(LISTED RECORDS)
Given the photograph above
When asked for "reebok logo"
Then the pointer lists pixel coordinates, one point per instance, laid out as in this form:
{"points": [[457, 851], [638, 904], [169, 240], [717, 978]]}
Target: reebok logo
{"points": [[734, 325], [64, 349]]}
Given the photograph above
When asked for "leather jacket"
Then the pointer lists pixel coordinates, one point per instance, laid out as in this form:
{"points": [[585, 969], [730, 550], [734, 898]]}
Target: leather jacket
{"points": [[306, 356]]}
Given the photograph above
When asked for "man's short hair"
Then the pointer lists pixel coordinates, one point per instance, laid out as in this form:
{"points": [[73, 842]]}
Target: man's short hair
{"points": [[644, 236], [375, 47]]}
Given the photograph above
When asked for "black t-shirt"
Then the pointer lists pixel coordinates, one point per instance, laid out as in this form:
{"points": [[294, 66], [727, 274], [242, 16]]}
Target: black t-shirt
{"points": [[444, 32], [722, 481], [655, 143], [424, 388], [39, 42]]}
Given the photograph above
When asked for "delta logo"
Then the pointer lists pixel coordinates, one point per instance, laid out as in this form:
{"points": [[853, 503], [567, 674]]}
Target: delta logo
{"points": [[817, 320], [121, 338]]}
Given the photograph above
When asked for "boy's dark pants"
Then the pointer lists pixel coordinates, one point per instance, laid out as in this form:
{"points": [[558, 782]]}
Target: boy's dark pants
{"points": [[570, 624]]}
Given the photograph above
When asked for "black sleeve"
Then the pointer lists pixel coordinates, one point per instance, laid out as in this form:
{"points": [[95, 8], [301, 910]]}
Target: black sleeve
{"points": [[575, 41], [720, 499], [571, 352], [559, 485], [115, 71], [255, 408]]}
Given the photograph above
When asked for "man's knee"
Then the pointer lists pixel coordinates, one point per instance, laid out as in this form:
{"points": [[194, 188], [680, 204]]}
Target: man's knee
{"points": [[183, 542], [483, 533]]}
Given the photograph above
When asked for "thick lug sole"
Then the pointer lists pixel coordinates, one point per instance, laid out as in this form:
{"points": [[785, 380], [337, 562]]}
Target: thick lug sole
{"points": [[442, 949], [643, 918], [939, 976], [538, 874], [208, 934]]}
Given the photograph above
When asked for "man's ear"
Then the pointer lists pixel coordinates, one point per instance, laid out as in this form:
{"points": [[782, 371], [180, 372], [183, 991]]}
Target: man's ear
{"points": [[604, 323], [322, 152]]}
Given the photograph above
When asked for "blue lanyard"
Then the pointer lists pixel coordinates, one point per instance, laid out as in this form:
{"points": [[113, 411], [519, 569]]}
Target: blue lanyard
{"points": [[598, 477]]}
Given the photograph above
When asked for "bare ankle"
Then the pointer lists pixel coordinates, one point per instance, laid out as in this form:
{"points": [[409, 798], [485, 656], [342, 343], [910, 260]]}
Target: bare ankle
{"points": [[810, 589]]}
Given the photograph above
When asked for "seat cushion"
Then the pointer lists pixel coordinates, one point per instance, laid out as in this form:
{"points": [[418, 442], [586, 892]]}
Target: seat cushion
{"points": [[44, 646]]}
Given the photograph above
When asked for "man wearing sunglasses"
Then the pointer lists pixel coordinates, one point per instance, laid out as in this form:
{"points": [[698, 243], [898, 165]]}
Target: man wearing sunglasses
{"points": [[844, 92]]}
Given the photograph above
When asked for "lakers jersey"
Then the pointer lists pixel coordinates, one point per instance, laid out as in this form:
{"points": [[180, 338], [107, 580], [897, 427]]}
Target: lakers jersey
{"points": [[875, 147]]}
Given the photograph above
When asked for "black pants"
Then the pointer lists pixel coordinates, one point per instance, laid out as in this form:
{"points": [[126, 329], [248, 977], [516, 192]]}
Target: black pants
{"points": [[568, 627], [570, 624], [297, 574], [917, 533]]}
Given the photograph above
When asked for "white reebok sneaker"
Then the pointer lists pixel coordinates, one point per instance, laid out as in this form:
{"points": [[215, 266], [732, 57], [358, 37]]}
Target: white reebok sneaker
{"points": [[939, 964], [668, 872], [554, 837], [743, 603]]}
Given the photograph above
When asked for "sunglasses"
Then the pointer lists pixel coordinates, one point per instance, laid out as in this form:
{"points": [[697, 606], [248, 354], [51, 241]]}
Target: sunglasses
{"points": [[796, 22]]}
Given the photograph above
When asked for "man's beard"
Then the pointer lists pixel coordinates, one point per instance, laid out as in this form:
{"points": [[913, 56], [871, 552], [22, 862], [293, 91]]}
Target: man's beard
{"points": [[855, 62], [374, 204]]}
(End LISTED RECORDS)
WHAT TO WORK ON —
Give back the complete data exactly as supplied.

ANSWER BELOW —
Given the photograph above
When asked for "reebok logo"
Then the pointer lists pixel coordinates, one point per instance, laid out as in this form:
{"points": [[457, 851], [638, 904], [169, 240], [717, 978]]}
Target: reebok logo
{"points": [[734, 325], [64, 349]]}
Given the photograph above
When asked for "leather jacket"
Then the pointer lists pixel coordinates, one point per instance, laid out as in this form:
{"points": [[585, 969], [730, 550], [734, 898]]}
Target: leather jacket
{"points": [[306, 356]]}
Given the photograph above
When asked for "man's short hair"
Then the pointer lists pixel coordinates, one point per instance, laid out as in this form:
{"points": [[73, 842]]}
Target: man's short hair
{"points": [[644, 236], [375, 47]]}
Given the photograph above
When asked for "black t-shirt"
Then the pointer lists pixel coordinates, one point per instance, laid out as in this form:
{"points": [[294, 66], [727, 274], [242, 16]]}
Target: black t-shirt
{"points": [[444, 32], [722, 481], [655, 143], [424, 388], [39, 42]]}
Given the photograph above
When asked for "delta logo"
Then the pointer lists pixel coordinates, one point per instance, laid out as in this form:
{"points": [[853, 503], [567, 674]]}
Target: delta logo
{"points": [[817, 320], [121, 338]]}
Given the photograph above
When asked for "boy's dark pants"
Then the pointer lists pixel coordinates, one point per instance, laid out as in this form:
{"points": [[558, 782]]}
Target: boy's dark pants
{"points": [[570, 624]]}
Given the photograph above
When asked for "black sleeve"
Then the pointer lists pixel coordinates, one point per instance, laid out as in this form:
{"points": [[95, 8], [301, 910]]}
Target: black sleeve
{"points": [[575, 41], [720, 499], [571, 352], [559, 485], [115, 71], [255, 408]]}
Given the photograph above
When asked for "man's knee"
Then the pointer lists pixel coordinates, one point per instance, laid out as in this form:
{"points": [[194, 188], [680, 204]]}
Target: man's knee
{"points": [[183, 542], [483, 533]]}
Given the photograph above
When asked for "thick lug sole"
Then the pointer lists pixel coordinates, one point per instance, laid out as in this form:
{"points": [[785, 380], [337, 562]]}
Target: thick lug sole
{"points": [[442, 949], [643, 918], [939, 976], [538, 874], [208, 934]]}
Given the photograph above
When asked for "man's ear"
Then the pointer lists pixel coordinates, one point per instance, laid out as in this form:
{"points": [[782, 371], [180, 372], [183, 991]]}
Target: man's ear
{"points": [[604, 323], [322, 152]]}
Given the photograph above
When asked for "blue lanyard"
Then the pointer lists pixel coordinates, one point per instance, laid out as in this form:
{"points": [[113, 411], [519, 569]]}
Target: blue lanyard
{"points": [[598, 477]]}
Given the photograph above
When asked for "bare ankle"
Then the pointer lists pixel coordinates, one point per instance, laid out as in this form:
{"points": [[409, 798], [485, 656], [342, 343], [910, 260]]}
Target: bare ankle
{"points": [[810, 589]]}
Given the photograph above
When asked for "seat cushion"
Then the pointer lists pixel coordinates, one point per instance, laid out as in this form:
{"points": [[418, 442], [586, 892]]}
Target: seat cushion
{"points": [[44, 646]]}
Given the photograph above
When asked for "man wearing sunglasses"
Then the pointer lists pixel coordinates, one point per instance, laid out as in this form:
{"points": [[698, 243], [898, 165]]}
Target: man wearing sunglasses
{"points": [[844, 92]]}
Given the photograph above
When asked for "lakers jersey"
Then the pointer lists pixel coordinates, one point per instance, laid out as in this form:
{"points": [[180, 338], [107, 580], [897, 427]]}
Target: lakers jersey
{"points": [[875, 147]]}
Given the photograph above
When asked for "black pants"
Then the pointer lists pixel coordinates, one point per instance, laid out as in this form:
{"points": [[126, 329], [248, 977], [516, 192]]}
Target: black pants
{"points": [[568, 627], [570, 624], [297, 574], [917, 533]]}
Given the photograph above
When asked for "white reebok sneaker"
Then the pointer lists pixel coordinates, one point per instance, laid out as in this form:
{"points": [[215, 266], [732, 57], [358, 37]]}
Target: white reebok sneaker
{"points": [[939, 964], [668, 872], [554, 837], [743, 603]]}
Given the photograph above
When asked for "sunglasses"
Then the pointer lists pixel coordinates, one point per instance, laid out as in this form:
{"points": [[697, 606], [248, 354], [51, 241]]}
Target: sunglasses
{"points": [[796, 22]]}
Given the photograph above
When asked for "man's beard"
Then the pointer lists pixel coordinates, one point per instance, laid out as in this form:
{"points": [[913, 56], [871, 552], [22, 862], [293, 91]]}
Target: man's beard
{"points": [[855, 62], [374, 204]]}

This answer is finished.